Written instruction 1: Restate the paragraph of the warrant excerpt that begins "6. LOSS OR MUTILATION" as a short list, keeping its main facts.
Written instruction 2: In one to three sentences, explain why the warrant excerpt says the Company will take steps to amend its Certificate of Incorporation.
Written instruction 3: Reproduce word for word the part of the warrant excerpt that opens with the words containing "6. LOSS OR MUTILATION." and closes with "or mutilated Warrant.".

Passage shown:

________________

6. LOSS OR MUTILATION. Upon receipt of evidence reasonably satisfactory to the
Company of the ownership of and the loss, theft, destruction or mutilation of
this Warrant, and of indemnity reasonably satisfactory to it, and (in the case
of mutilation) upon surrender and cancellation of this Warrant, the Company will
execute and deliver in lieu thereof a new Warrant of like tenor as the lost,
stolen, destroyed or mutilated Warrant.
7. RESERVATION OF COMMON STOCK. The Company hereby covenants that at all times
there shall be reserved for issuance and delivery upon exercise of this Warrant
such number of shares of Common Stock or other shares of capital stock of the
Company as are from time to time issuable upon exercise of this Warrant and,
from time to time, will take all steps necessary to amend its Certificate of
Incorporation to provide sufficient reserves of shares of Common Stock issuable
upon exercise of this Warrant. All such shares shall be duly authorized, and
when issued upon such exercise, shall be validly issued, fully paid and
non-assessable, free and clear of all liens, security
Page 6
interests, charges and other encumbrances or restrictions on sale and free and
clear of all preemptive rights, except encumbrances or restrictions arising
under federal or state securities laws. Issuance of this Warrant shall
constitute full authority to the Company's Officers who are charged with the
duty of executing stock certificates to execute and issue the necessary
certificates for shares of Common Stock upon the exercise of this Warrant.
8. TRANSFER AND EXCHANGE. Subject to the terms and conditions of this Warrant
and compliance with all applicable securities laws, this Warrant and all rights
hereunder may be transferred to any Registered Holder's parent, subsidiary or
affiliate or to any officer, director, partner or member of any such parent,
subsidiary or affiliate, in whole or in part, on the books of the Company
maintained for such purpose at the principal office of the Company referred to
above, by the Registered Holder hereof in person, or by duly authorized
attorney, upon surrender of this Warrant properly endorsed and upon payment of
any necessary transfer tax or other governmental charge imposed upon such
transfer. Upon any permitted partial transfer, the Company will issue and
deliver to the Registered Holder a new Warrant or Warrants with respect to the
shares of Common Stock not so transferred. Each taker and holder of this
Warrant, by taking or holding the same, consents and agrees that when this
Warrant shall have been so endorsed, the person in possession of this Warrant
may be treated by the Company, and all other persons dealing with this Warrant,
as the absolute owner hereof for any purpose and as the person entitled to
exercise the rights represented hereby, any notice to the contrary
notwithstanding; provided, however that until a transfer of this Warrant is duly
registered on the books of the Company, the Company may treat the Registered
Holder hereof as the owner for all purposes.

________________

Data:
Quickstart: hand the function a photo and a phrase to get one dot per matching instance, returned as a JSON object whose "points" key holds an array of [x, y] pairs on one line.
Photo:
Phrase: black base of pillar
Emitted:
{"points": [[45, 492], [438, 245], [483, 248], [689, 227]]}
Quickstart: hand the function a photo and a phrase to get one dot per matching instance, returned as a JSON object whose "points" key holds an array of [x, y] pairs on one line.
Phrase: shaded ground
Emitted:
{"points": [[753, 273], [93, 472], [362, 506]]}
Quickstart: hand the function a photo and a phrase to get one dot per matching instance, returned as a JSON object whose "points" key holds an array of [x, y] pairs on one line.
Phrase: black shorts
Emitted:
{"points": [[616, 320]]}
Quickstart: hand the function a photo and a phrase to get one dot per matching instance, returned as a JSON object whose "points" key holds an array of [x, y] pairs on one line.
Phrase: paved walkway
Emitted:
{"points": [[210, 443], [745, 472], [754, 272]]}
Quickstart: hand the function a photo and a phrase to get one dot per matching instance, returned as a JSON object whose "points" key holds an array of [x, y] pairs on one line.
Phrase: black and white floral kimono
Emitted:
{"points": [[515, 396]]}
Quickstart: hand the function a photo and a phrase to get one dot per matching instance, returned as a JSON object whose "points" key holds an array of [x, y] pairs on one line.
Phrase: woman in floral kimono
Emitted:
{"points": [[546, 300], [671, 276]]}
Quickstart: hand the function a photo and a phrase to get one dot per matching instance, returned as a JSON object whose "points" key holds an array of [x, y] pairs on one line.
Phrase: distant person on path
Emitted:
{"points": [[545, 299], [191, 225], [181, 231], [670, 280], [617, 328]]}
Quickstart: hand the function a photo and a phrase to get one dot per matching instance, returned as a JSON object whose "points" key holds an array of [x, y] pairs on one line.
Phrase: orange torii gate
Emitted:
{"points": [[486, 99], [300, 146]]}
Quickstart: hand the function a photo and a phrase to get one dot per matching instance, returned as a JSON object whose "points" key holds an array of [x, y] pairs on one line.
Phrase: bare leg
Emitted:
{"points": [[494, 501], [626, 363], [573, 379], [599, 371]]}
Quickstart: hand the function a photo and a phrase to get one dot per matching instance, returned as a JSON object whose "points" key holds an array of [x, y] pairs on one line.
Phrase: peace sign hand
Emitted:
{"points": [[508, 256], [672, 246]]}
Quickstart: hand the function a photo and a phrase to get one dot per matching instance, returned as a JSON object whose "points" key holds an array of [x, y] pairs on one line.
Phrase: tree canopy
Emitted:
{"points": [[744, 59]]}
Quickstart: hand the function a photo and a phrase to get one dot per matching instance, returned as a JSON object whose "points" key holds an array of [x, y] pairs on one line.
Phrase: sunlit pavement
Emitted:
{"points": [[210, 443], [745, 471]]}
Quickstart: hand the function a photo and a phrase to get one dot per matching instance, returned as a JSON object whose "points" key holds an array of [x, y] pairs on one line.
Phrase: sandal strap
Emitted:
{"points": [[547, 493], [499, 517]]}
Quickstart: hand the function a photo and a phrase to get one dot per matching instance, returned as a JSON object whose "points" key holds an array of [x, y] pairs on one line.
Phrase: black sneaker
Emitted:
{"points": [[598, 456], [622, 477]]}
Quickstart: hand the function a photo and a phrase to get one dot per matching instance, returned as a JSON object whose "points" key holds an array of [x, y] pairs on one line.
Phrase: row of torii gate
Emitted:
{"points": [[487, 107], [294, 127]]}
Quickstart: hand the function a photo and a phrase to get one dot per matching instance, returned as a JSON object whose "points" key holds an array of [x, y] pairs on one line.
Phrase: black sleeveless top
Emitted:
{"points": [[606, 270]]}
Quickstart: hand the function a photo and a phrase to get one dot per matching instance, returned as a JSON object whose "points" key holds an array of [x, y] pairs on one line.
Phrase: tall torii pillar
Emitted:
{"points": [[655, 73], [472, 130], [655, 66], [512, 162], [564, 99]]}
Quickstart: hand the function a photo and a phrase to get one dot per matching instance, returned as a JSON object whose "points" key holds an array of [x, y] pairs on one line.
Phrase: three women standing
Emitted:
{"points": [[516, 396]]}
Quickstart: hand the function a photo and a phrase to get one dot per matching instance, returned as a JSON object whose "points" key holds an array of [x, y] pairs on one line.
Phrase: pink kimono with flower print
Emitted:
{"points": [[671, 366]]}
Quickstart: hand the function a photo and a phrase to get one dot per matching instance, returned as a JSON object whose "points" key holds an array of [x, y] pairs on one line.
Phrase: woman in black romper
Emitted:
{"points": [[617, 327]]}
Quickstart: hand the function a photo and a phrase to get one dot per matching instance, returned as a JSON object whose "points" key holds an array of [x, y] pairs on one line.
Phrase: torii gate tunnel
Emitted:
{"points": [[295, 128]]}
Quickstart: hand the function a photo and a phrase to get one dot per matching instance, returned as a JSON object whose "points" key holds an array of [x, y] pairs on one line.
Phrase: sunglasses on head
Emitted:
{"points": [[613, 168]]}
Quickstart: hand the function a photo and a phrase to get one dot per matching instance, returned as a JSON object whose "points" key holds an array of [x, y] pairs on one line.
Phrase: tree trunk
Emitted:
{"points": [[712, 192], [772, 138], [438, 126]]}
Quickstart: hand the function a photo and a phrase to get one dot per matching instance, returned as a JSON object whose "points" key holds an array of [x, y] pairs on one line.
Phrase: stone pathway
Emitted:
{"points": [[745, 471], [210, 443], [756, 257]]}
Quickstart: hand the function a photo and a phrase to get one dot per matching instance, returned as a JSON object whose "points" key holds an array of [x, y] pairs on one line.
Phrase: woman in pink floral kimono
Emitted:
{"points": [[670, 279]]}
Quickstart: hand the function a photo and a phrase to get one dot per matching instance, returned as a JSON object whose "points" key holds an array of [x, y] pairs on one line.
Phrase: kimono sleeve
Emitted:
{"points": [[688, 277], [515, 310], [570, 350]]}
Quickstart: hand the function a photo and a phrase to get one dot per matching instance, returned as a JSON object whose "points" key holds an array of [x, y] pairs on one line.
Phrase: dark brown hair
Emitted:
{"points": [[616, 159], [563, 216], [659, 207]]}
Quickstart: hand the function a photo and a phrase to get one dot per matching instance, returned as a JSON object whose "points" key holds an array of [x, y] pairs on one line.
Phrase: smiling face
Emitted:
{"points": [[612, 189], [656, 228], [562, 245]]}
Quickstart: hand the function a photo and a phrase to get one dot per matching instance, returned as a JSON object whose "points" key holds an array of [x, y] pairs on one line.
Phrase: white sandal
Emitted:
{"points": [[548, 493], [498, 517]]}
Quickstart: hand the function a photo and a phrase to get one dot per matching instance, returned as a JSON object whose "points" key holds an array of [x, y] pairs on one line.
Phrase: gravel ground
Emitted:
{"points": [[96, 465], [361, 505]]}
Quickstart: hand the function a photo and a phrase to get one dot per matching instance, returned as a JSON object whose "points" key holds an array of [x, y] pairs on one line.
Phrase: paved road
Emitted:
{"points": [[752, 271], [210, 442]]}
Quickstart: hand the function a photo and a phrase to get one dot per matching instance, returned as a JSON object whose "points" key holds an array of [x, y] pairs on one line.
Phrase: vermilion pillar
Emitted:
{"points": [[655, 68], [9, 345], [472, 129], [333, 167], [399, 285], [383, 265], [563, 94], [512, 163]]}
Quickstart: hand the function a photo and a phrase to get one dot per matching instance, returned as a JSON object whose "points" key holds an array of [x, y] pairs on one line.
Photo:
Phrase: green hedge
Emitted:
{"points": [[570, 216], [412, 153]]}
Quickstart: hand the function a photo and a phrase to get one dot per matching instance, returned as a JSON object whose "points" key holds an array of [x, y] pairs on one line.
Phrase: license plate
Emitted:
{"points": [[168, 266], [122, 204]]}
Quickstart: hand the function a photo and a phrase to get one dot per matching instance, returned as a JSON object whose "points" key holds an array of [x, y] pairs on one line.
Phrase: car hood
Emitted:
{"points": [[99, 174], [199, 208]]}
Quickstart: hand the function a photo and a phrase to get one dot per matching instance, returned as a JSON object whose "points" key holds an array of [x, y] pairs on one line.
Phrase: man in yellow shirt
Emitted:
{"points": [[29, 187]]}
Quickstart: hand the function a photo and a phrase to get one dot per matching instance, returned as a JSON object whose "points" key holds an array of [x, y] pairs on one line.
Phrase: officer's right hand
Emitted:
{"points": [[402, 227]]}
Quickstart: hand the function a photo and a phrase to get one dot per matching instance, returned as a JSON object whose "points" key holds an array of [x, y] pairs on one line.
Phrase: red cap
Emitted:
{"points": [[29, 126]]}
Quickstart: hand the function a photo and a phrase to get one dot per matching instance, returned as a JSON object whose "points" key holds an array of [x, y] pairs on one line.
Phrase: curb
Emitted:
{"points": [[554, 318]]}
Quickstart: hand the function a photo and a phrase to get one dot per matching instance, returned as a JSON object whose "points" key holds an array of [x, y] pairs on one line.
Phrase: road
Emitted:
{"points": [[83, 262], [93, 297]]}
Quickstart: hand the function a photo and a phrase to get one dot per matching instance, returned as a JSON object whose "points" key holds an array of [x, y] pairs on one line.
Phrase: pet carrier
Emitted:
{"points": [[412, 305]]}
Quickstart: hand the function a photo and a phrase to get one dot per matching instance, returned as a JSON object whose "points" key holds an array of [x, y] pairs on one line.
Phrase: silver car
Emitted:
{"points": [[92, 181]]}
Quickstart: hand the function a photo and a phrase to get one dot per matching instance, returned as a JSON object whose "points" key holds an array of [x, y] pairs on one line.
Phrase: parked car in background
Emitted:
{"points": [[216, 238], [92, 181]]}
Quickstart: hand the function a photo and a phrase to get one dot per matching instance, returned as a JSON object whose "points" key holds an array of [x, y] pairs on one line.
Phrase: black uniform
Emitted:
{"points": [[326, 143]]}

________________

Correct response 1:
- **Conditions for replacement:**
  - The Company receives evidence reasonably satisfactory to it of the ownership of the Warrant.
  - The Company receives evidence reasonably satisfactory to it of the Warrant's loss, theft, destruction or mutilation.
  - The Company receives indemnity reasonably satisfactory to it.
  - If the Warrant is mutilated, it is surrendered and cancelled.
- **Result:** The Company executes and delivers a new Warrant of like tenor in place of the lost, stolen, destroyed or mutilated one.

Correct response 2: The Company covenants that enough shares of Common Stock or other capital stock will always be reserved for issuance upon exercise of the Warrant. To meet this covenant, it will take all steps necessary to amend its Certificate of Incorporation so that sufficient reserves of Common Stock issuable upon exercise of the Warrant are provided.

Correct response 3:
6. LOSS OR MUTILATION. Upon receipt of evidence reasonably satisfactory to the
Company of the ownership of and the loss, theft, destruction or mutilation of
this Warrant, and of indemnity reasonably satisfactory to it, and (in the case
of mutilation) upon surrender and cancellation of this Warrant, the Company will
execute and deliver in lieu thereof a new Warrant of like tenor as the lost,
stolen, destroyed or mutilated Warrant.